Array resize - enhance the efficiency

Question

bejfake 0 Newbie Poster

11 Years Ago

Hi,

I need to implement list based on dynamic arrays (second task is to implement as double linked list). Both tasks are done, but I have problem with time limit on test platform when values are millionths. I suppose that resizing dynamic array is delaying so much. I have implemented common list methods as push_front(), pop_back() ... For example:

    void push_front(int x)
    {
        size++;
        int* tab_temp = new int[size];

        memcpy(tab_temp + 1, tab, (size - 1) * sizeof(int));
        tab_temp[0] = x;
        delete [] tab;

        tab = tab_temp;
    }

I thought about change resizing step from 1 to 10, but I have to ask whether is it allowed. Maybe some advices?

c++ linked-list

5 Contributors
5 Replies
1K Views
1 Week Discussion Span
Latest Post 11 Years Ago Latest Post by rubberman

All 5 Replies

Moschops 683 Practically a Master Poster

11 Years Ago

You're right; this is going to cost you some time. It's always worth using some profiling tool to double-check where the time is being taken in your code (it is very, very common for people to think they know, and to spend a lot of effort optimising their code how they think they should, only to discover afterwards that the time was being burned somewhere else).
★ ★ ★ ★ ★
_REQUIRED TASK_
Translate this sentence from the forum thread into Spanish: "You're right; this is going to cost you some time."

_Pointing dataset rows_
★ ★ ★ ★ ★
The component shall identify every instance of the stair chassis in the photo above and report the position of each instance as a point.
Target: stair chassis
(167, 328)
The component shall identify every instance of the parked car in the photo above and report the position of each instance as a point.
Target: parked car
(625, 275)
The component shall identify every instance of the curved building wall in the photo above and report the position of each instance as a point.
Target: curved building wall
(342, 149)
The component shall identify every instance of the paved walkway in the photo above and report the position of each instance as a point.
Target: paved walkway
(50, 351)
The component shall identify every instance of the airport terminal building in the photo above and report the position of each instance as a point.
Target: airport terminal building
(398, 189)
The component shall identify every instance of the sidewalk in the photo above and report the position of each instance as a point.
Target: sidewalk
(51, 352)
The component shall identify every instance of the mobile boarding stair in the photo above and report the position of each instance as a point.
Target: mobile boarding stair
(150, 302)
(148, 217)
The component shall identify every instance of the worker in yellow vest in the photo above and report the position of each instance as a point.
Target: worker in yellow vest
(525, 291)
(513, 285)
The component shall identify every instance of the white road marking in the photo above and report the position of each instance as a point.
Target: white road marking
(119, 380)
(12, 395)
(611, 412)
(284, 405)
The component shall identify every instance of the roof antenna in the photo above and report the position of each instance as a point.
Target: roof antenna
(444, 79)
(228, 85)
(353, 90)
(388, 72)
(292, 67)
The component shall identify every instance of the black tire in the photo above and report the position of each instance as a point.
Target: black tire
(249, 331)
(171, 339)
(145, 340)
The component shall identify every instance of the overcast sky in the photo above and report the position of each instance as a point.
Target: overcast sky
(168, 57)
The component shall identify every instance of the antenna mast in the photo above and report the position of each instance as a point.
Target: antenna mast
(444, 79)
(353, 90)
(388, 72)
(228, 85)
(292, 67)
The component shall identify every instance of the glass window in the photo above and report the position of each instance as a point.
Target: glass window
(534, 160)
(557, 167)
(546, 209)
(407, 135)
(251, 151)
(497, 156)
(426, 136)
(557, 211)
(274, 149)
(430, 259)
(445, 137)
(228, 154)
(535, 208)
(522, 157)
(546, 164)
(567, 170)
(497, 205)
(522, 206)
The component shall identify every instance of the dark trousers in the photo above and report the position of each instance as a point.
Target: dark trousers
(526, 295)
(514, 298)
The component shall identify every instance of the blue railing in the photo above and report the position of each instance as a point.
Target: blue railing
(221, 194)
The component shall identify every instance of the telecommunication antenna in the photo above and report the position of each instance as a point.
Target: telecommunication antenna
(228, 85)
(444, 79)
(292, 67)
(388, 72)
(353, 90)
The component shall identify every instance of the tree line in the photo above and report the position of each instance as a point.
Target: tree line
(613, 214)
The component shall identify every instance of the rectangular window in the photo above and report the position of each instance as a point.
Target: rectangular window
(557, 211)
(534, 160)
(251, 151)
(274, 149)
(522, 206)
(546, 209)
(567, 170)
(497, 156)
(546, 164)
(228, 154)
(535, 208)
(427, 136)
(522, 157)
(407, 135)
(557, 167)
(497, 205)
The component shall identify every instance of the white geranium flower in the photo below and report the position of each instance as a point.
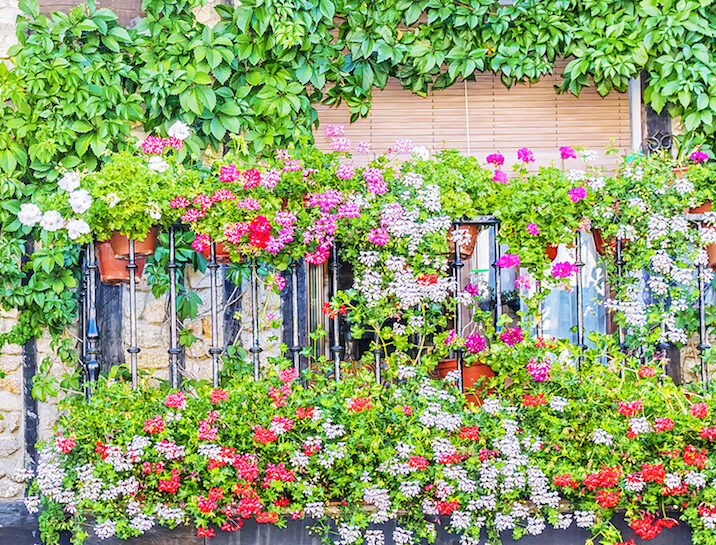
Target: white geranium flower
(70, 181)
(29, 214)
(421, 152)
(158, 164)
(153, 211)
(80, 201)
(179, 130)
(52, 221)
(77, 228)
(112, 199)
(589, 156)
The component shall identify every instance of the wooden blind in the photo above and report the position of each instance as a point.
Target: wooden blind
(483, 116)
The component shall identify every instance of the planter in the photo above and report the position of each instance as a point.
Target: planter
(711, 248)
(471, 375)
(222, 254)
(551, 251)
(120, 244)
(466, 250)
(112, 269)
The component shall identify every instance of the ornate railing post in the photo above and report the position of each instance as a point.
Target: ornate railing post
(295, 347)
(580, 297)
(498, 273)
(457, 268)
(214, 351)
(703, 335)
(619, 261)
(91, 333)
(174, 349)
(255, 345)
(336, 348)
(133, 348)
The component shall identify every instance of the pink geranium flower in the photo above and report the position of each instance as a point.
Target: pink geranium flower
(564, 269)
(499, 177)
(508, 260)
(496, 159)
(525, 155)
(512, 336)
(379, 236)
(699, 156)
(576, 194)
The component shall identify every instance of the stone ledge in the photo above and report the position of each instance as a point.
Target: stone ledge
(19, 528)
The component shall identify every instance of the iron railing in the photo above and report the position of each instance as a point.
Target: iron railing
(90, 334)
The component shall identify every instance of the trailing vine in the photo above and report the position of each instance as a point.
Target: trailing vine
(81, 81)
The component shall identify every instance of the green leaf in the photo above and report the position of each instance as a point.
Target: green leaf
(30, 7)
(202, 78)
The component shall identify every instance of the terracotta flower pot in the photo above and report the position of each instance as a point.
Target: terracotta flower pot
(466, 250)
(120, 244)
(471, 375)
(604, 247)
(113, 270)
(711, 248)
(551, 251)
(222, 254)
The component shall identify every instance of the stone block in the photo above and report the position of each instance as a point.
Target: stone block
(10, 363)
(10, 385)
(10, 422)
(9, 489)
(9, 445)
(10, 401)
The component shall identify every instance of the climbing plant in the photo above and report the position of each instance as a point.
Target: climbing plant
(80, 82)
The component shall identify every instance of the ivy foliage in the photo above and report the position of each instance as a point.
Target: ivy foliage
(80, 82)
(80, 79)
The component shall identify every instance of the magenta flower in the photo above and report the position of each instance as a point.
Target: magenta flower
(153, 145)
(475, 343)
(451, 337)
(699, 156)
(512, 336)
(335, 130)
(539, 371)
(374, 181)
(473, 290)
(363, 147)
(379, 236)
(345, 172)
(404, 146)
(179, 202)
(201, 242)
(576, 194)
(525, 155)
(564, 269)
(340, 143)
(499, 177)
(228, 173)
(496, 159)
(508, 260)
(522, 282)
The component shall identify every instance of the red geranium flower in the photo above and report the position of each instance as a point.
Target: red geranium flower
(154, 425)
(264, 436)
(472, 433)
(607, 499)
(699, 410)
(359, 404)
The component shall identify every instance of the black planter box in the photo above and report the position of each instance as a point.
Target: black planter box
(17, 527)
★ ★ ★ ★ ★
_FINISHED EXERCISE_
Tienes razón; esto te va a costar algo de tiempo.